◆ Extracted material
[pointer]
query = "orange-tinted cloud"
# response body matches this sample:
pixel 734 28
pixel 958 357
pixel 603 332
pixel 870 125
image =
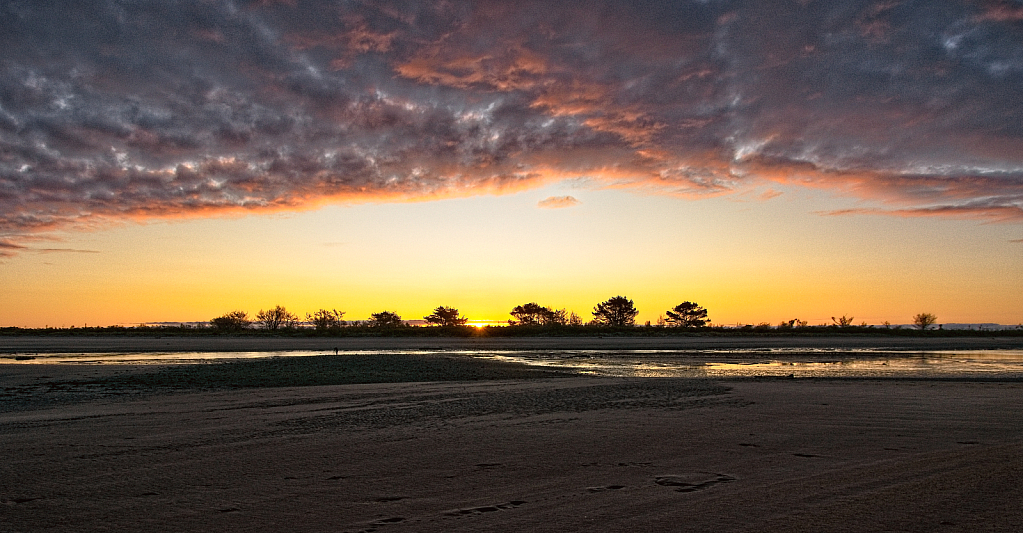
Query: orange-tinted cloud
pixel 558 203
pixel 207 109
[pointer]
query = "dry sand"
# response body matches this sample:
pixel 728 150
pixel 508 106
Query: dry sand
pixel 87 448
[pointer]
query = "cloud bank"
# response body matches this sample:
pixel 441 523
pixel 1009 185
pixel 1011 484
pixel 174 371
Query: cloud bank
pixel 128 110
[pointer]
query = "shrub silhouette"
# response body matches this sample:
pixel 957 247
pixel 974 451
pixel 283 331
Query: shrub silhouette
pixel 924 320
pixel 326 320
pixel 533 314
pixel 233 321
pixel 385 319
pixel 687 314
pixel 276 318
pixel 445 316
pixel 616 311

...

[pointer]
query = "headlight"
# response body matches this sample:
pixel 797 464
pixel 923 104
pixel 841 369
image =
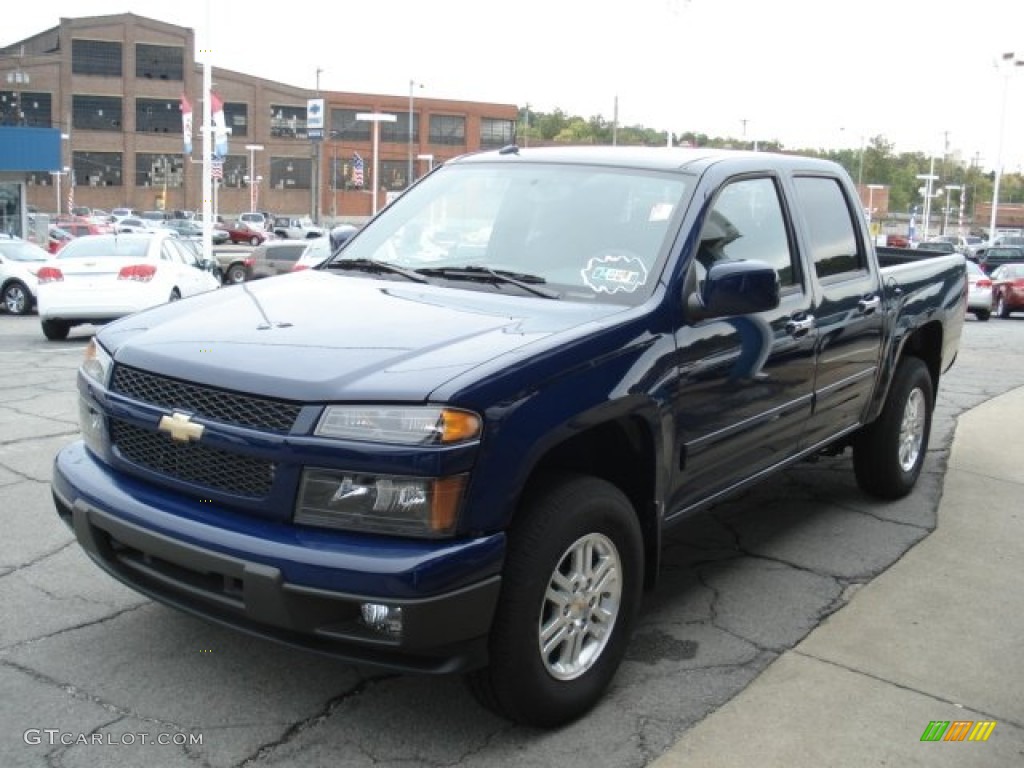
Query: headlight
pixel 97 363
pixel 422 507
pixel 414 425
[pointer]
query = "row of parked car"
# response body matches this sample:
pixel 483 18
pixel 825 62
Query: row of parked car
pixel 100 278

...

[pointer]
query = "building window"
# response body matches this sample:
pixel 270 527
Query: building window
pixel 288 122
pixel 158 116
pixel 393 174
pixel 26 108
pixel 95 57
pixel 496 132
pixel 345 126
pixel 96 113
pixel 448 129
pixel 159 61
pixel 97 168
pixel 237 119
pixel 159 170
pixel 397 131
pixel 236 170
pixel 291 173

◆ Task description
Gather every line of the material above that contains the word "building", copying each such line in full.

◆ Output for this exercise
query = "building window"
Query: building window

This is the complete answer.